◆ RECORDED DATA
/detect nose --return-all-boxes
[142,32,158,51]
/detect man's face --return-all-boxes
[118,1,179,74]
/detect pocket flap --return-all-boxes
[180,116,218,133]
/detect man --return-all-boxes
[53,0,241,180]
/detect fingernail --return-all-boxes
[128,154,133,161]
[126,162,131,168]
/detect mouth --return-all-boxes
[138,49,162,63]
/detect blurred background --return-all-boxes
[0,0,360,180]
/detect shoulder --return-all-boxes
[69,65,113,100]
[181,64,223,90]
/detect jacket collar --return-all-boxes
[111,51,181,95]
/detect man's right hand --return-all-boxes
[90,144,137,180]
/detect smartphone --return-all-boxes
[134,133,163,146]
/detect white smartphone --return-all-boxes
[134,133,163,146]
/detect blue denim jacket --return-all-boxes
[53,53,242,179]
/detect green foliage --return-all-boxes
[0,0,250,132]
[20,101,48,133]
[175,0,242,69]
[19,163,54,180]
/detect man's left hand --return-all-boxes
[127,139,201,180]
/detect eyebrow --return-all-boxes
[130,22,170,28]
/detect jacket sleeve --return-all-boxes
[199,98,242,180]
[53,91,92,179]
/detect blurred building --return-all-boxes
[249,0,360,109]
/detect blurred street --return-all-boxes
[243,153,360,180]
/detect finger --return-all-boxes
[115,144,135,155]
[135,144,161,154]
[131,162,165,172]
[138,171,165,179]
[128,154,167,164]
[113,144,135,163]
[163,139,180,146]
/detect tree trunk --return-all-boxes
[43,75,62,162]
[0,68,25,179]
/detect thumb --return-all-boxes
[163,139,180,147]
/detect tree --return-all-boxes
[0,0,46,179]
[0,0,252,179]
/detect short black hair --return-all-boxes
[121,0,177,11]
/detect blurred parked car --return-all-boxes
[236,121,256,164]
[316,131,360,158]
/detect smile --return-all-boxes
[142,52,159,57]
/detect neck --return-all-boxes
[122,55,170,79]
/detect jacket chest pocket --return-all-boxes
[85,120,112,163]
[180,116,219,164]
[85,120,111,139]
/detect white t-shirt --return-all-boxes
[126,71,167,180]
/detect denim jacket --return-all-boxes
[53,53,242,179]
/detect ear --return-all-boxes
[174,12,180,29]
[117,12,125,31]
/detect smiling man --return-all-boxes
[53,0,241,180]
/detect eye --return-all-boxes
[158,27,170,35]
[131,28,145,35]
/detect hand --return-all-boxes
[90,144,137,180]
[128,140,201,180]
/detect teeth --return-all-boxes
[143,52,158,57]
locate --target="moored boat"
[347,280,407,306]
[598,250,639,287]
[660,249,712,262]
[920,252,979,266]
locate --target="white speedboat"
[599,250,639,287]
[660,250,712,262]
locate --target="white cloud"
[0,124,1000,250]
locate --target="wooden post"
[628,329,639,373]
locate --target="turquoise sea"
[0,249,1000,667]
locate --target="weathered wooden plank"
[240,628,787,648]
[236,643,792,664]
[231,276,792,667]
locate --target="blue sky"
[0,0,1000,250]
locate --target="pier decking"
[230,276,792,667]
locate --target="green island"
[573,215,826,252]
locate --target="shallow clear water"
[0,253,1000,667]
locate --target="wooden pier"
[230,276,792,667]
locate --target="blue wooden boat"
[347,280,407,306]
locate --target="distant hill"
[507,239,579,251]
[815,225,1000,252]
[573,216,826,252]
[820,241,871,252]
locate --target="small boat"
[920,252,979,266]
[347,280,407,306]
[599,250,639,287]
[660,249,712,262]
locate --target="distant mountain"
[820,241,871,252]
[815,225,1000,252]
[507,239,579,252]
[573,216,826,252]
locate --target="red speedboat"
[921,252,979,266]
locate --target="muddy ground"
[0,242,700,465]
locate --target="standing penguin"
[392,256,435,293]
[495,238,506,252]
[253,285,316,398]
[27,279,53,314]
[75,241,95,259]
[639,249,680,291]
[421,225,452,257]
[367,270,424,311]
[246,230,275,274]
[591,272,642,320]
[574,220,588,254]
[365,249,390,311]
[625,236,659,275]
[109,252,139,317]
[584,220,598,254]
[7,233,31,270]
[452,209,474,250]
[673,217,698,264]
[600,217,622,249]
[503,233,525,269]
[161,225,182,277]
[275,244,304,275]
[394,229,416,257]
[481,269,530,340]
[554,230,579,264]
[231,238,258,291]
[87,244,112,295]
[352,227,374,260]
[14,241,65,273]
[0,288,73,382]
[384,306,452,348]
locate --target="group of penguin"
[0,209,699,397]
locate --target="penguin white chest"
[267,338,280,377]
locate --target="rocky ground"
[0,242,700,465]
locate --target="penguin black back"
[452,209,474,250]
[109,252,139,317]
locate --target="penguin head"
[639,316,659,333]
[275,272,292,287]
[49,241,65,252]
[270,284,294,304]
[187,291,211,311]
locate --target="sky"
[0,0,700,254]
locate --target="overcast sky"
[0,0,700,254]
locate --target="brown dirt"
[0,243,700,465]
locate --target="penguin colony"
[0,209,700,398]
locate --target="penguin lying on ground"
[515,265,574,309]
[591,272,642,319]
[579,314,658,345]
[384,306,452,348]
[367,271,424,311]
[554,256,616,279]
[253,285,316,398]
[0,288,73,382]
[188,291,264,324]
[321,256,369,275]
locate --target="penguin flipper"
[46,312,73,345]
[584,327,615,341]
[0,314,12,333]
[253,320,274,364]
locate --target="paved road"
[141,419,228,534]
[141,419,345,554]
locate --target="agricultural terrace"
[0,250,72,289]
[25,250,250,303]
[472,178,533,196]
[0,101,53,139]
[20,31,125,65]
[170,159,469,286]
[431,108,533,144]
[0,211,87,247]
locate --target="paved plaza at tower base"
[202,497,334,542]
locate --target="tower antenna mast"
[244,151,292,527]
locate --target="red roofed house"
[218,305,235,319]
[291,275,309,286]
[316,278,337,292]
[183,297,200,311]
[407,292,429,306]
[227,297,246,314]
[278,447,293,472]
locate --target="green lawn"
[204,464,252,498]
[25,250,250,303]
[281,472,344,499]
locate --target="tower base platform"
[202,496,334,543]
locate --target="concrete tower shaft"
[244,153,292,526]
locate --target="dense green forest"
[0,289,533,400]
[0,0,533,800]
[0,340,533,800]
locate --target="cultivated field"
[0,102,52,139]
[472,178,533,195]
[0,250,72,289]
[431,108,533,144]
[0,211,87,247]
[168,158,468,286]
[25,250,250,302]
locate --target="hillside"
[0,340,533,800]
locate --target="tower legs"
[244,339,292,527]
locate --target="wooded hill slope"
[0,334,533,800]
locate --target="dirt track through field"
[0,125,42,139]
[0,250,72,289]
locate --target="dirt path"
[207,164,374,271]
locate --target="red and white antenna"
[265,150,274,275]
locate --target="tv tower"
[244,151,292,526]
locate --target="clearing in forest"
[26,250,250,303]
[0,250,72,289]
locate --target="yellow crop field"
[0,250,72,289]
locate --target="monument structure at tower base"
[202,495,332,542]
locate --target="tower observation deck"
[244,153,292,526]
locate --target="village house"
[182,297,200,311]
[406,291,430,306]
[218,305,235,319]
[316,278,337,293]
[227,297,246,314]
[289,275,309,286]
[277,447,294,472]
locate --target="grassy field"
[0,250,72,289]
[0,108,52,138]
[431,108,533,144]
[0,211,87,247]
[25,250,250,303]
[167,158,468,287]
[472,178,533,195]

◆ WRITTEN PROBLEM
Reproduce all of the records above verbatim, keeping every line unchanged and in its original order.

◆ FULL ANSWER
/detect nose --return-all-boxes
[142,32,158,51]
/detect man's face --return-all-boxes
[118,1,179,74]
/detect pocket flap --return-all-boxes
[180,116,218,133]
/detect man --return-all-boxes
[53,0,241,180]
/detect fingernail --return-all-boxes
[128,154,133,161]
[126,162,131,168]
/detect mouth --return-all-boxes
[138,49,162,63]
/detect blurred background --return-all-boxes
[0,0,360,180]
/detect shoulder --return-all-boxes
[69,65,113,100]
[181,64,223,90]
/detect jacket collar --return-all-boxes
[111,51,181,95]
/detect man's right hand --return-all-boxes
[90,144,137,180]
/detect smartphone --return-all-boxes
[134,133,163,146]
/detect white smartphone --return-all-boxes
[134,133,163,146]
/detect blue denim jacket --return-all-boxes
[53,53,242,179]
/detect green foliage --return-all-boxes
[0,0,250,132]
[20,101,48,133]
[175,0,242,69]
[19,163,54,180]
/detect man's left hand --return-all-boxes
[127,139,201,180]
/detect eyebrow --return-all-boxes
[130,22,170,28]
/detect jacket sleeve --return-all-boxes
[199,98,242,180]
[53,91,92,179]
/detect blurred building --return-all-boxes
[249,0,360,109]
/detect blurred street --return-all-boxes
[243,153,360,180]
/detect finger --return-all-boxes
[115,144,135,155]
[135,144,161,154]
[131,162,165,172]
[138,171,165,179]
[128,154,167,164]
[113,144,135,163]
[163,139,180,146]
/detect tree trunk --return-all-boxes
[43,75,62,162]
[0,68,25,179]
/detect thumb --return-all-boxes
[163,139,180,147]
/detect tree --return-all-boxes
[0,0,46,179]
[0,0,252,179]
/detect short black hair --return-all-boxes
[121,0,177,11]
/detect blurred parked car --return-all-boxes
[236,121,256,164]
[316,131,360,158]
/detect smile --return-all-boxes
[142,52,159,57]
/detect neck --return-all-boxes
[122,55,170,79]
/detect jacket chest pocket --return-all-boxes
[85,120,112,163]
[180,116,219,164]
[85,120,111,139]
/detect white t-shirt --return-all-boxes
[126,71,167,180]
/detect denim jacket --return-all-boxes
[53,53,242,179]
/detect ear --return-all-boxes
[174,12,180,29]
[117,12,125,31]
/detect smiling man --return-all-boxes
[53,0,241,180]
/detect eye --return-all-boxes
[158,27,170,35]
[131,28,145,35]
/detect hand --return-all-boxes
[90,144,137,180]
[128,140,201,180]
/detect teeth --return-all-boxes
[143,52,158,57]
locate --target="moored boat"
[347,280,407,306]
[598,250,639,287]
[660,249,712,262]
[920,252,979,266]
locate --target="white speedboat"
[599,250,639,287]
[660,250,712,262]
locate --target="white cloud"
[0,124,1000,250]
locate --target="wooden post"
[628,329,639,373]
locate --target="turquoise sea"
[0,249,1000,667]
locate --target="weathered wooden plank"
[240,628,787,648]
[236,643,792,664]
[231,276,792,667]
locate --target="blue sky"
[0,0,1000,250]
locate --target="pier decking"
[230,276,792,667]
locate --target="green island"
[573,215,826,252]
locate --target="shallow clear water"
[0,253,1000,667]
locate --target="wooden pier"
[230,276,792,667]
locate --target="blue wooden boat"
[347,280,407,306]
locate --target="distant hill"
[507,239,579,251]
[815,225,1000,252]
[573,216,826,252]
[820,241,871,252]
locate --target="small boat"
[920,252,979,266]
[347,280,407,306]
[599,250,639,287]
[660,249,712,262]
locate --target="distant mountain"
[820,241,871,252]
[815,225,1000,252]
[507,239,579,252]
[573,216,826,252]
locate --target="red speedboat"
[921,252,979,266]
locate --target="muddy ground"
[0,242,700,465]
locate --target="standing penguin"
[392,256,435,293]
[495,238,506,252]
[253,285,316,398]
[27,279,53,314]
[75,241,95,259]
[639,249,680,291]
[421,225,452,257]
[367,270,424,311]
[246,230,275,274]
[591,272,642,320]
[574,220,588,254]
[365,249,390,311]
[625,236,659,275]
[109,252,139,317]
[584,220,598,254]
[7,233,31,270]
[452,209,474,250]
[673,217,698,264]
[600,217,622,249]
[503,233,525,269]
[161,225,182,277]
[275,244,304,275]
[394,229,416,257]
[481,269,530,340]
[554,230,579,264]
[231,238,258,291]
[87,244,112,295]
[352,227,374,260]
[14,241,65,273]
[0,288,73,382]
[384,306,452,348]
locate --target="group of penguin"
[0,209,699,397]
locate --target="penguin white chest"
[267,338,280,377]
locate --target="rocky ground"
[0,242,700,465]
locate --target="penguin black back"
[452,209,474,250]
[109,252,139,317]
locate --target="penguin head"
[639,316,659,333]
[275,272,292,287]
[49,241,65,252]
[270,284,294,304]
[187,291,211,311]
locate --target="sky"
[0,0,700,254]
locate --target="overcast sky"
[0,0,700,254]
locate --target="brown dirt"
[0,243,700,465]
locate --target="penguin colony"
[0,209,700,398]
locate --target="penguin lying on ground"
[515,265,574,309]
[591,272,642,319]
[579,314,658,345]
[384,306,452,348]
[367,271,424,311]
[554,256,616,279]
[253,285,316,398]
[0,288,73,382]
[188,291,264,324]
[321,256,369,275]
locate --target="penguin flipper"
[46,312,73,345]
[584,327,615,341]
[0,314,12,333]
[253,320,274,364]
locate --target="paved road"
[141,419,228,534]
[141,419,345,554]
locate --target="agricultural terrace"
[0,250,72,289]
[25,250,250,303]
[472,178,533,196]
[0,101,53,139]
[20,31,125,65]
[170,159,469,286]
[431,108,533,144]
[0,211,87,247]
locate --target="paved plaza at tower base"
[202,497,334,542]
locate --target="tower antenna mast"
[244,151,292,527]
locate --target="red roofed house"
[218,305,235,319]
[291,275,309,286]
[316,278,337,292]
[183,297,200,311]
[407,292,429,306]
[227,297,246,314]
[278,447,293,472]
locate --target="green lawn"
[204,464,252,498]
[25,250,250,303]
[281,472,344,499]
locate --target="tower base platform"
[202,496,334,543]
locate --target="concrete tower shaft"
[244,153,292,526]
locate --target="dense green forest"
[0,289,533,400]
[0,0,533,800]
[0,340,533,800]
locate --target="cultivated field"
[0,102,52,139]
[472,178,533,195]
[0,250,72,289]
[431,108,533,144]
[0,211,87,247]
[168,158,468,286]
[25,250,250,302]
locate --target="hillside"
[0,340,533,800]
locate --target="tower legs"
[244,339,292,527]
locate --target="wooded hill slope"
[0,334,533,800]
locate --target="dirt track through field"
[0,125,42,139]
[0,250,72,289]
locate --target="dirt path"
[207,164,374,271]
locate --target="red and white antenna"
[265,150,274,275]
locate --target="tv tower"
[244,151,292,526]
locate --target="clearing in forest"
[26,250,250,303]
[0,250,72,289]
locate --target="yellow crop field"
[0,250,72,289]
locate --target="monument structure at tower base"
[202,495,332,542]
locate --target="tower observation deck"
[244,153,292,526]
locate --target="village house"
[182,297,200,311]
[406,291,430,306]
[218,305,235,319]
[316,278,337,293]
[227,297,246,314]
[289,275,309,286]
[277,447,294,472]
locate --target="grassy field"
[0,250,72,289]
[0,108,52,138]
[431,108,533,144]
[0,211,87,247]
[25,250,250,303]
[167,158,468,287]
[472,178,533,195]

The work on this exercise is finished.